- **Exercise**
In the entries below, begin at the line that has "operator cab -> box" and stop after the line that has "0,0 -> 450,158". Turn those lines into a JSON list of strings, one string per line, leaving out any blank lines.

- **Dataset excerpts**
┌──

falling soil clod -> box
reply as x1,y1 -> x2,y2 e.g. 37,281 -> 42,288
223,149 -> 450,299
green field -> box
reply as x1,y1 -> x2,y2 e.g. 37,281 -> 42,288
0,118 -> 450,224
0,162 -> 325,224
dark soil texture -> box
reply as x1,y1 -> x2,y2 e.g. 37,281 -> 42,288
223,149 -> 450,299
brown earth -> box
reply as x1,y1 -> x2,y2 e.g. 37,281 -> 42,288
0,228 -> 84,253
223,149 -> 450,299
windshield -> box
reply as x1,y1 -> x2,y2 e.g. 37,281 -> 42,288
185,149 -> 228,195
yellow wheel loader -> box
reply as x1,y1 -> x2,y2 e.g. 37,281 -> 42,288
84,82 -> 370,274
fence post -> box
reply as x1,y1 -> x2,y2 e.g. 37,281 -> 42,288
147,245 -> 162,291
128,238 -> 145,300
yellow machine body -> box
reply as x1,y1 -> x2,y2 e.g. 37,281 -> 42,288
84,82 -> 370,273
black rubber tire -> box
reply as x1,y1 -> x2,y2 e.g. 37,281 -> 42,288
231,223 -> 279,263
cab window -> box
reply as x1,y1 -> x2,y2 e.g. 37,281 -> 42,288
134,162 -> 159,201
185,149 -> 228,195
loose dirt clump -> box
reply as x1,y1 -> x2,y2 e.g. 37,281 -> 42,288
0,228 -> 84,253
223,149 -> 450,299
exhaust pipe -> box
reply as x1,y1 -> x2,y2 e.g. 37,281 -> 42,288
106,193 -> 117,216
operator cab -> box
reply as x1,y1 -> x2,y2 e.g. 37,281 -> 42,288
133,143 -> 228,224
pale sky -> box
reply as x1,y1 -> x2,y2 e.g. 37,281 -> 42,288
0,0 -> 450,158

└──
┌──

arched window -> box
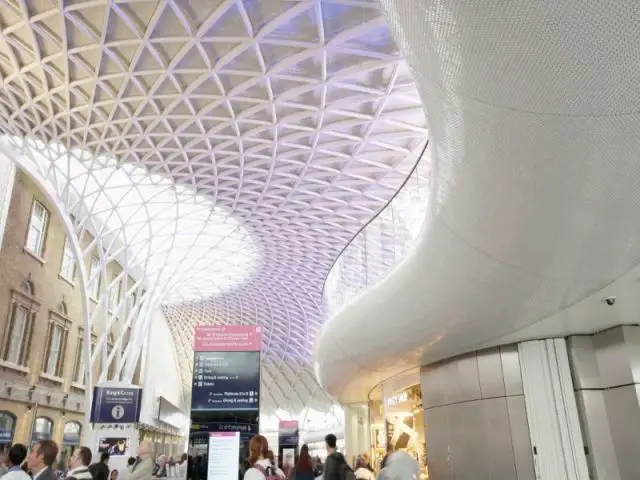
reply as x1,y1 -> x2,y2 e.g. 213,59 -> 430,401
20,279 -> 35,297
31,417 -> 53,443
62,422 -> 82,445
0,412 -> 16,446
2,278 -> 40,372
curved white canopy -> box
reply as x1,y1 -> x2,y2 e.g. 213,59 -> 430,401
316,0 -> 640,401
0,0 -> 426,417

└──
┌──

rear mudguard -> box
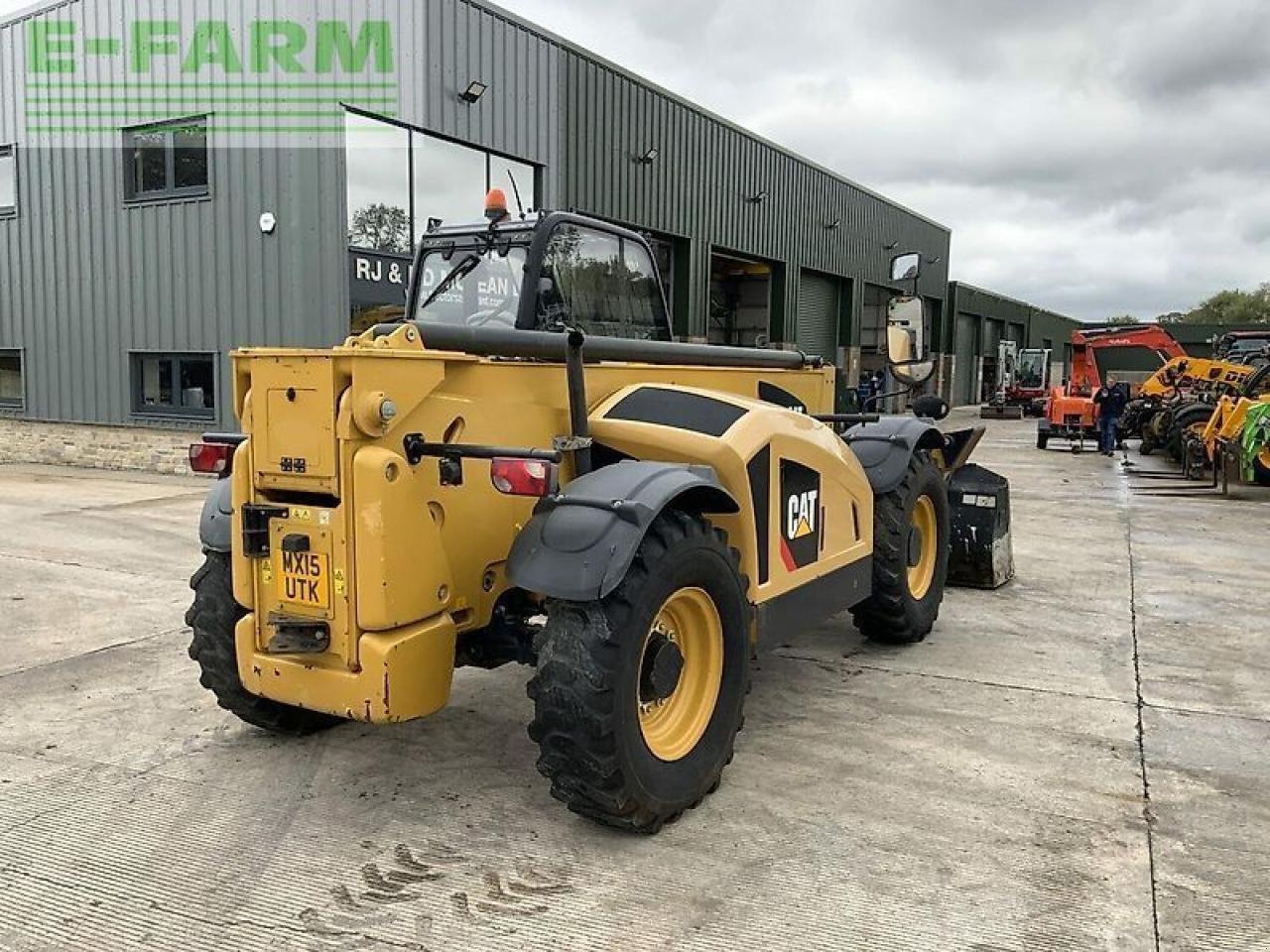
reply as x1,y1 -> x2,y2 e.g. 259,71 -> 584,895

└──

- **Answer in full**
[
  "operator cab -> box",
  "reply as x1,y1 -> x2,y2 e.g. 37,281 -> 42,288",
  "133,143 -> 228,224",
  "pale sky -> box",
  "reply as x1,y1 -> x2,y2 e.g. 37,281 -> 42,288",
  "0,0 -> 450,158"
]